- _DATA EXTRACT_
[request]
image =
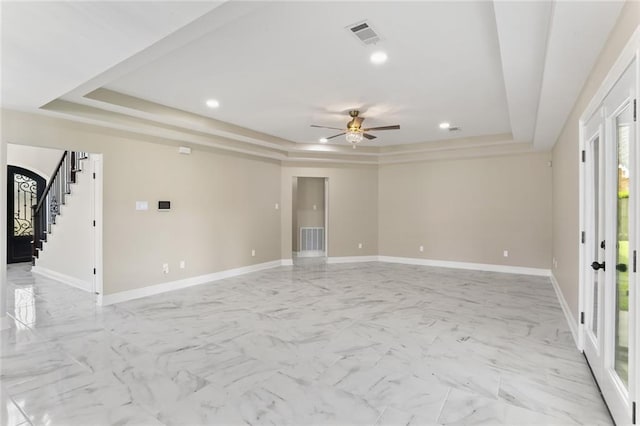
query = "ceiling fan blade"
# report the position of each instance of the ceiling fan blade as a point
(326, 127)
(394, 127)
(335, 136)
(355, 122)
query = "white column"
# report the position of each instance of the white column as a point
(4, 322)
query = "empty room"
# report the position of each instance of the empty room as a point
(319, 213)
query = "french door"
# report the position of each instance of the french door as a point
(610, 244)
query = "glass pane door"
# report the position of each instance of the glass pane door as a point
(623, 124)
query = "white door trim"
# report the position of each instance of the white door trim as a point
(629, 54)
(98, 194)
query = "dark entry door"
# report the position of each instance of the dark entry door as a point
(24, 190)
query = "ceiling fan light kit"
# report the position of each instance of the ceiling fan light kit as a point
(354, 133)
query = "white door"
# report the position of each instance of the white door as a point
(610, 246)
(594, 243)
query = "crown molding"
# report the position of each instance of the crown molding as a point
(110, 109)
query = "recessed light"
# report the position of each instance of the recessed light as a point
(378, 57)
(213, 103)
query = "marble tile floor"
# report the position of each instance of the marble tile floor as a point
(365, 344)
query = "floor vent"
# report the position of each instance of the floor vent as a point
(311, 239)
(364, 32)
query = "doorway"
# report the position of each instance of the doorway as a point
(309, 217)
(24, 189)
(610, 219)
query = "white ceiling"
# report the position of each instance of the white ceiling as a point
(277, 67)
(50, 48)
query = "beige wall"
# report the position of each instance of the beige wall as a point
(223, 205)
(353, 212)
(308, 205)
(566, 162)
(468, 210)
(43, 161)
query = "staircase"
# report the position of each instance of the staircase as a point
(54, 196)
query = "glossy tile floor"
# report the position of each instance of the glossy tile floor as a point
(367, 343)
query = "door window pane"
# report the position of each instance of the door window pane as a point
(25, 195)
(595, 146)
(623, 130)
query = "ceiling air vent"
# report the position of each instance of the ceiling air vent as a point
(364, 32)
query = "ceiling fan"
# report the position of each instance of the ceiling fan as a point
(354, 132)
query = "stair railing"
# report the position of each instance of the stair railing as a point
(54, 196)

- _HOW TO COMPLETE THIS TASK_
Make an exact copy of the data, leaving its pictures out.

- _SOLUTION_
[request]
image =
query = "ceiling fan blade"
# report the position of each instance of the ceiling fan blade as a point
(326, 127)
(394, 127)
(335, 136)
(355, 122)
query = "white column"
# report the position of each instance of the white column as a point
(4, 322)
query = "empty room"
# report the position of each instance of the empty room as a point
(319, 213)
query = "french door"
# report the position of each instance of the french door as a point
(610, 244)
query = "glass pane door"
# report the position of each instance of the glass pane door as a point
(623, 124)
query = "white door trim"
# report the position of each instance of the white door trim as a point
(629, 54)
(98, 194)
query = "dark entry door"
# report the position of each instance of the dark entry door as a point
(24, 190)
query = "ceiling fan light kit"
# report the position of each instance of the ceiling fan light kit as a point
(354, 133)
query = "white door"
# report the position of each instance of the white door as a point
(610, 246)
(594, 243)
query = "crown molding"
# report the position of each instance of the crown molding as a point
(110, 109)
query = "recessed light"
# report the position of each instance of the recessed light as a point
(378, 57)
(213, 103)
query = "marble tile floor"
# report the position of each instance of the marble tile floor as a point
(365, 344)
query = "floor vent"
# report the position of each instance of the floor vent as a point
(311, 239)
(364, 32)
query = "doorway"
# report the position of each instance of the doorway as a point
(309, 217)
(24, 189)
(610, 219)
query = "white ceiling"
# report the position of each instance of the white ceiling as a point
(277, 67)
(50, 48)
query = "beige wall"
# report the position of each instance of the beige wall as a point
(223, 205)
(353, 212)
(308, 205)
(566, 162)
(468, 210)
(43, 161)
query = "staircase"
# report the position of each instance of the staircase as a point
(54, 196)
query = "glossy tile floor"
# report the position of each instance of the glossy tile floor as a point
(367, 343)
query = "door window pane"
# report the position of each instance of the door window pane as a point
(25, 195)
(595, 146)
(623, 130)
query = "ceiling air vent"
# report the position of each instance of the ceiling air vent as a point
(364, 32)
query = "ceiling fan"
# report the position of each instance of the ceiling fan as a point
(354, 132)
query = "stair railing"
# report the position of each instance of the stair railing as a point
(54, 196)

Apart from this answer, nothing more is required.